* [STATED TASK]: Reproduce the line that holds "of the dirt" together with all the lines after it up to the end of the entries.

======== RECORDS

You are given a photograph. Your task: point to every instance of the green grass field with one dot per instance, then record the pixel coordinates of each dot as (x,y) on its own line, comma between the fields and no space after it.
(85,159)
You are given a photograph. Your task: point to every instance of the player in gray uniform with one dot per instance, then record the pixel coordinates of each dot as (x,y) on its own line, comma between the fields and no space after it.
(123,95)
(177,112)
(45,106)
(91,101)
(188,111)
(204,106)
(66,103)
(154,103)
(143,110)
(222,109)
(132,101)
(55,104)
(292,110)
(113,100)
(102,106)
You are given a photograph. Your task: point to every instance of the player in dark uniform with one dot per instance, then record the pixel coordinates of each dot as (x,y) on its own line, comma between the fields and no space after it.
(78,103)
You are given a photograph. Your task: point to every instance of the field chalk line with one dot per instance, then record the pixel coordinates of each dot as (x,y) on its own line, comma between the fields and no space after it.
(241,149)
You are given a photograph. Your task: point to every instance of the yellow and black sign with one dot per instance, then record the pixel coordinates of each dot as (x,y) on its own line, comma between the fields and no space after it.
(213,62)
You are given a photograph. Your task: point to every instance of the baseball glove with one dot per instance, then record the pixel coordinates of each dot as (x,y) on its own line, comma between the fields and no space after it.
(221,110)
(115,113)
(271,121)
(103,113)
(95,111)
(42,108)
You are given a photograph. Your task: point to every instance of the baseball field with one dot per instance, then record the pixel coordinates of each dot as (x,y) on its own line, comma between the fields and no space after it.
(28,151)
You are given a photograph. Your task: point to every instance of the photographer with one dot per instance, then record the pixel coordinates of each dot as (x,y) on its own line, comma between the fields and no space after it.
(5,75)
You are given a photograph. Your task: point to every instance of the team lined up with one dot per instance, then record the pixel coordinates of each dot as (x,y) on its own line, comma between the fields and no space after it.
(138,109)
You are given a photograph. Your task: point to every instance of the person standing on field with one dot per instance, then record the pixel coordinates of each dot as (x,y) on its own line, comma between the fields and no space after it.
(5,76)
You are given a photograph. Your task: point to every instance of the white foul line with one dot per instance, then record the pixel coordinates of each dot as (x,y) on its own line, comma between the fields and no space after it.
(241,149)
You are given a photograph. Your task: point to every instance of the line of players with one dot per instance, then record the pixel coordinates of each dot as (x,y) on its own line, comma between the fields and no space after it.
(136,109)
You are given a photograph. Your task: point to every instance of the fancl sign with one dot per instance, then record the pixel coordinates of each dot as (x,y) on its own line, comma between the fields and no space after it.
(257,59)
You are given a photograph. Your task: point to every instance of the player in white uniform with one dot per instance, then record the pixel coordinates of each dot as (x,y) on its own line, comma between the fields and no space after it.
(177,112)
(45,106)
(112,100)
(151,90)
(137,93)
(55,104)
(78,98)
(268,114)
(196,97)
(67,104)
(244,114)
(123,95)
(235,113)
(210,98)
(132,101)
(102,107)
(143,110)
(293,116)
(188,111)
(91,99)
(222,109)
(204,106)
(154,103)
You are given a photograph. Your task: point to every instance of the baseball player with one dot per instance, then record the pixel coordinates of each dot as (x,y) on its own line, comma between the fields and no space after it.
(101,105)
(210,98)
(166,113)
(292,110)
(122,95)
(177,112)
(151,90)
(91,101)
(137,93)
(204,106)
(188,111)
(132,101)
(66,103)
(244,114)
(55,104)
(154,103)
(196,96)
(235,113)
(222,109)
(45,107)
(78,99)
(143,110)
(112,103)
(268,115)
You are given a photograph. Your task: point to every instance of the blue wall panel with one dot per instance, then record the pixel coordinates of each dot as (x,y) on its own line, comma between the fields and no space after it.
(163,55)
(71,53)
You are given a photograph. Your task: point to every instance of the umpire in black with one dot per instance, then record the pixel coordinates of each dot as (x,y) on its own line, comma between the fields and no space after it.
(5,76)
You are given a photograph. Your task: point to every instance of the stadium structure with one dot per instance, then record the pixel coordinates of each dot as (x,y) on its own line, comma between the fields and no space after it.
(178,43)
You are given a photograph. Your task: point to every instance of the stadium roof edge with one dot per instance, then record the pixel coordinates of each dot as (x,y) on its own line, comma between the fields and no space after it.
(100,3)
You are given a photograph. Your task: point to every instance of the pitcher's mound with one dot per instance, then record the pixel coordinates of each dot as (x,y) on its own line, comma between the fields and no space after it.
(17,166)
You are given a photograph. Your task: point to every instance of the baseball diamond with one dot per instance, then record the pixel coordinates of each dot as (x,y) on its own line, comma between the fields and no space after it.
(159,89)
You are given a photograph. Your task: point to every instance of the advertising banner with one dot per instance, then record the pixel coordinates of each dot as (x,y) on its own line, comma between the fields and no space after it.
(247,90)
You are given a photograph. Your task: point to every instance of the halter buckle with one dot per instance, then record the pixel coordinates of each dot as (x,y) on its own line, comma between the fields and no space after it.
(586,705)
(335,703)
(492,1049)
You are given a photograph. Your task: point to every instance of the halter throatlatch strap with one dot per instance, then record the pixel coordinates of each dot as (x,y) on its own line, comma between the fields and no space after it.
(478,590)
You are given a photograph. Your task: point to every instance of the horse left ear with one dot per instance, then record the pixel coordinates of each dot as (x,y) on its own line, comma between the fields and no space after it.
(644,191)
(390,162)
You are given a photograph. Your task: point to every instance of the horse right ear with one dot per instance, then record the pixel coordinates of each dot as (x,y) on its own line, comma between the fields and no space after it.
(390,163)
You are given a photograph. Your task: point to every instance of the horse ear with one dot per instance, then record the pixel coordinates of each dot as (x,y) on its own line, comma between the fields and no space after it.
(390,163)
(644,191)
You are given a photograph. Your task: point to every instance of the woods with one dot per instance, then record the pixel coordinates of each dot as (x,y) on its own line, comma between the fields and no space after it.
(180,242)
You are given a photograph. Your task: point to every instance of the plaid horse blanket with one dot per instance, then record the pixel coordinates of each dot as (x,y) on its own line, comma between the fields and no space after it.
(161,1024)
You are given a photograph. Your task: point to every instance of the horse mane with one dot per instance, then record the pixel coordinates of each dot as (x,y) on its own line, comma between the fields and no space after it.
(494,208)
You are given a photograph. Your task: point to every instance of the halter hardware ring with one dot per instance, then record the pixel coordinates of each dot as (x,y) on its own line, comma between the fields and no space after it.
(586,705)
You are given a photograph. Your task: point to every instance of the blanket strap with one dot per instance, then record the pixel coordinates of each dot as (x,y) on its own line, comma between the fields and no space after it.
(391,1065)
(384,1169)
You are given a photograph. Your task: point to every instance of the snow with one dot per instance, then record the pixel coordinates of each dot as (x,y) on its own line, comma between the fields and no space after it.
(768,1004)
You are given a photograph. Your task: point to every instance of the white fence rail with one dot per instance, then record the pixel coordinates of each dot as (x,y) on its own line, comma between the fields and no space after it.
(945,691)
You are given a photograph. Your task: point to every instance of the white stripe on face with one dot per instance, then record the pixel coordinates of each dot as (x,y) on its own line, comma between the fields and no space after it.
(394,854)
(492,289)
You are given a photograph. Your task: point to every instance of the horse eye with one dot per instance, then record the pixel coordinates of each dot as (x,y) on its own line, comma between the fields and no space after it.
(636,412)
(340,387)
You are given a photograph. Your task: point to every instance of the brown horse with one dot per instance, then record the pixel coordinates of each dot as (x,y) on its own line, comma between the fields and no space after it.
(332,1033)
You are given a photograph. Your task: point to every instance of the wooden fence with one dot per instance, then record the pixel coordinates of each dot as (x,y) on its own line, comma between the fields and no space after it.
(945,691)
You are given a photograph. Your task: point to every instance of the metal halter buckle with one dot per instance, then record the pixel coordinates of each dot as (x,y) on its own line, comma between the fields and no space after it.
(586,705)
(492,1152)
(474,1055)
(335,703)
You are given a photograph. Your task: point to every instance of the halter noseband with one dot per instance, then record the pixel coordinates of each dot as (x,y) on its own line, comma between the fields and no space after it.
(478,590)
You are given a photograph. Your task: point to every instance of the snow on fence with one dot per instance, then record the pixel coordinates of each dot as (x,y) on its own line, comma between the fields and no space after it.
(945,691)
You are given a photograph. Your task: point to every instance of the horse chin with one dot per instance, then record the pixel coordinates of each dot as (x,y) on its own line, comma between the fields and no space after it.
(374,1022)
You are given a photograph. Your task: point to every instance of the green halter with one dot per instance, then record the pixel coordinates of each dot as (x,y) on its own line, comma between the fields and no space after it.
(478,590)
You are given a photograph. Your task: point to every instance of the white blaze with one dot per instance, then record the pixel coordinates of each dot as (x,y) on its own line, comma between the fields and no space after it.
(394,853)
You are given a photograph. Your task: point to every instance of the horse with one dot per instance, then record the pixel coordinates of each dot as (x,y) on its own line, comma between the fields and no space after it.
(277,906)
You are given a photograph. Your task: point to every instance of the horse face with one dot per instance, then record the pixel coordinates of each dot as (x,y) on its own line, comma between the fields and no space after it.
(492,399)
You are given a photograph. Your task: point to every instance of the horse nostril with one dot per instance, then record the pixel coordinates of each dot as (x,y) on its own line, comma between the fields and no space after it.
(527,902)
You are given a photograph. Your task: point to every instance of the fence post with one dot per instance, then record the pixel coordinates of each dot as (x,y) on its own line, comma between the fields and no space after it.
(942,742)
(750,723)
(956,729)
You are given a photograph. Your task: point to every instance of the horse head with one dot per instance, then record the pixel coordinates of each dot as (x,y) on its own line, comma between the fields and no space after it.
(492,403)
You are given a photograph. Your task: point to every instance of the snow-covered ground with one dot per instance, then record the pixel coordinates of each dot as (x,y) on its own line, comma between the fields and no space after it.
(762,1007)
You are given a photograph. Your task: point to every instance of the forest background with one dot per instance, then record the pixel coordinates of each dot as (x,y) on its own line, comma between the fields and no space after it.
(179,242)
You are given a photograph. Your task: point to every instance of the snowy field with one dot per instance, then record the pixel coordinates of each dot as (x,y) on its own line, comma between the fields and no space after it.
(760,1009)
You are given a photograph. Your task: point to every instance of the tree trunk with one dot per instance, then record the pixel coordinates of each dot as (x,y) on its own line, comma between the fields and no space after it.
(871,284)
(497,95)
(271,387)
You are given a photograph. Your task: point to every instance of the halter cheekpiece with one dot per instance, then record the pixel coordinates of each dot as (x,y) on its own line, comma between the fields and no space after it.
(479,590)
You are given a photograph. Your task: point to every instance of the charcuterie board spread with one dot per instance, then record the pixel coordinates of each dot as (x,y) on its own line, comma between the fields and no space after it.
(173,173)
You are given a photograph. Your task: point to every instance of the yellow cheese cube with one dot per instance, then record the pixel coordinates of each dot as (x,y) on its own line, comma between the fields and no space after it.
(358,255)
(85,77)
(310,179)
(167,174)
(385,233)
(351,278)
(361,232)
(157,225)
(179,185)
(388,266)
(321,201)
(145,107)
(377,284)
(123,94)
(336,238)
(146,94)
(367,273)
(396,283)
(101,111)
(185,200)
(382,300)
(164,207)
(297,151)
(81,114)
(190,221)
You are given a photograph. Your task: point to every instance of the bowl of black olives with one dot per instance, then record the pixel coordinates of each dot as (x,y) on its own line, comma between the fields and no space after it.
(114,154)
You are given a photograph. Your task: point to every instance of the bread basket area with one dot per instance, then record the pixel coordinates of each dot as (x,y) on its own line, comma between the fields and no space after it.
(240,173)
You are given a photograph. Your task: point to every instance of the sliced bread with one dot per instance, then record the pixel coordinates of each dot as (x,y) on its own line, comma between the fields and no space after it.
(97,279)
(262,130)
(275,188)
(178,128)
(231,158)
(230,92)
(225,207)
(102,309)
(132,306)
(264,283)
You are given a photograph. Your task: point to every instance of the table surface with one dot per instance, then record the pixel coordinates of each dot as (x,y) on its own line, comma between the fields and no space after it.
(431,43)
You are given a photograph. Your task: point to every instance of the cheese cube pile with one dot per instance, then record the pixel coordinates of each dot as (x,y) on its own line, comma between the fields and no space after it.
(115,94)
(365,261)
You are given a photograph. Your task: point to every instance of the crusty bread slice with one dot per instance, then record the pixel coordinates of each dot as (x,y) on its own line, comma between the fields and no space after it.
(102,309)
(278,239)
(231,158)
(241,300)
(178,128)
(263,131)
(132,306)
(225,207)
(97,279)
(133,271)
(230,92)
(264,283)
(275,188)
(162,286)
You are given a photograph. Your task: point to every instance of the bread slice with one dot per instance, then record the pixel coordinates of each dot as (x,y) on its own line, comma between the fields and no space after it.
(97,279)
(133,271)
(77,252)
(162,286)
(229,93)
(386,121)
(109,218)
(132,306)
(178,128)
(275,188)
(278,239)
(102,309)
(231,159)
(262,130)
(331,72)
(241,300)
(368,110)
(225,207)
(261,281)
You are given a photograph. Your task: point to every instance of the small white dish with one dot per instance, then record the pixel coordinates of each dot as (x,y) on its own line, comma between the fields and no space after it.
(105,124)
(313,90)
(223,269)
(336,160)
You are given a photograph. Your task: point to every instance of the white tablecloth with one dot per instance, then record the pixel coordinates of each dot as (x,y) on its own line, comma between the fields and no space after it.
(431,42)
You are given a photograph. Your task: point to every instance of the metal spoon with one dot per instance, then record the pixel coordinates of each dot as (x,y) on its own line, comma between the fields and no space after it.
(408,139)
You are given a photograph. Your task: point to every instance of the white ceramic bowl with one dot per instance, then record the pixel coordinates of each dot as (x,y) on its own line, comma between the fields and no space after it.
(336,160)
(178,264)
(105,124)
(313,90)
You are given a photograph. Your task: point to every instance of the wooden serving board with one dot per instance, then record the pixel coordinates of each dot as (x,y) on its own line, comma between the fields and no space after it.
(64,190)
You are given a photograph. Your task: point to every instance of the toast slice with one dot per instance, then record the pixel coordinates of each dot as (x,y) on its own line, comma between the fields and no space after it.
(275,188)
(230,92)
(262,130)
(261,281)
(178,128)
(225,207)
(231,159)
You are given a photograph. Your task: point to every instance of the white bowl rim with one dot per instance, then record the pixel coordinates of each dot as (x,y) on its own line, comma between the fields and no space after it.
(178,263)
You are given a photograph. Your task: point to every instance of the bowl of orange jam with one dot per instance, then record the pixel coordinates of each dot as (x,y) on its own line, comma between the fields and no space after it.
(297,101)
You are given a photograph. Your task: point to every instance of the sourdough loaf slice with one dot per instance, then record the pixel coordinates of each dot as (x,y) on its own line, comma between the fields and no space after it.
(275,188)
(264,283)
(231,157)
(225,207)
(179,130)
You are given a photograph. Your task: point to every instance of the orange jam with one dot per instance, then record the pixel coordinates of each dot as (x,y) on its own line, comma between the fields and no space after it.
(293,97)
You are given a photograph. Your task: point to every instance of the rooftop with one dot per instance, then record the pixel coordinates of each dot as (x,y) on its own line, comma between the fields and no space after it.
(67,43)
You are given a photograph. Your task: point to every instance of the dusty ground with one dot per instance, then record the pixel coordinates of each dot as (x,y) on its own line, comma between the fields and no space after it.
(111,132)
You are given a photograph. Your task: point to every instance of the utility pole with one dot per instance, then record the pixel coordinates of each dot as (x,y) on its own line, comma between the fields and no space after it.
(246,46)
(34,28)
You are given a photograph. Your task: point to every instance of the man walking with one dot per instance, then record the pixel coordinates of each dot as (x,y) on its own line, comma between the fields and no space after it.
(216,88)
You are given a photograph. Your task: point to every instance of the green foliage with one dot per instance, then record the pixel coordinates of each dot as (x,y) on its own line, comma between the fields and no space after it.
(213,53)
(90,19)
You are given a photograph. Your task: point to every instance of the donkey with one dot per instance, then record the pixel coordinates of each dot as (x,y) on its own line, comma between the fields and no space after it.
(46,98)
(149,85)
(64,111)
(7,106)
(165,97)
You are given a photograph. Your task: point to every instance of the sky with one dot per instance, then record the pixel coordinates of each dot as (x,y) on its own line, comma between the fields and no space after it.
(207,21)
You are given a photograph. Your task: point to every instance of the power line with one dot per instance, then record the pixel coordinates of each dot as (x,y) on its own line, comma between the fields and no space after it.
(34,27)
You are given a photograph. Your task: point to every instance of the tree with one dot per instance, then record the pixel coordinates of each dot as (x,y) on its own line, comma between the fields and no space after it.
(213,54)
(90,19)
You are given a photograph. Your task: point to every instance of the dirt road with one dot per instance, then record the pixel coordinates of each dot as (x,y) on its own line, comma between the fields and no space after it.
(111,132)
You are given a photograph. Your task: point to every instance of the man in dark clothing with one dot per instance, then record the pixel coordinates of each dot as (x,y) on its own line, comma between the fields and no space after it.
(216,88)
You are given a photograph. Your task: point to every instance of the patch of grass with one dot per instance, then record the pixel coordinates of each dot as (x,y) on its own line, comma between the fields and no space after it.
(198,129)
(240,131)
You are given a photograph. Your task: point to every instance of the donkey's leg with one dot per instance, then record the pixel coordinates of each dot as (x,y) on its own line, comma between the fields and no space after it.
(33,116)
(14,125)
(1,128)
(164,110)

================

* [PROBLEM SOLUTION]:
You are given a photograph. Your task: point to every instance of the dirt road with one dot per instance, then record the pixel coordinates of each dot as (x,y) on its own line, comma between the fields and no space after it.
(111,132)
You are given a photograph. Your task: point to every instance of the man in dark clothing with one dot per instance, then record the pixel coordinates of each dot as (x,y) on its own line, comma between the fields and no space after it.
(216,88)
You are given a photograph. Your task: point to every instance of the patch of grass with one dot per instance, then record the pixel coordinates of each dot as (x,y) on its own line, comma between the fields and no space after it.
(198,129)
(240,131)
You are given a photograph. Your task: point to every instance of the donkey's leg with one dot per instance, then record the pixel coordinates of each dot as (x,y) on its own line, comma between the fields and no space after it.
(33,116)
(14,125)
(1,128)
(164,110)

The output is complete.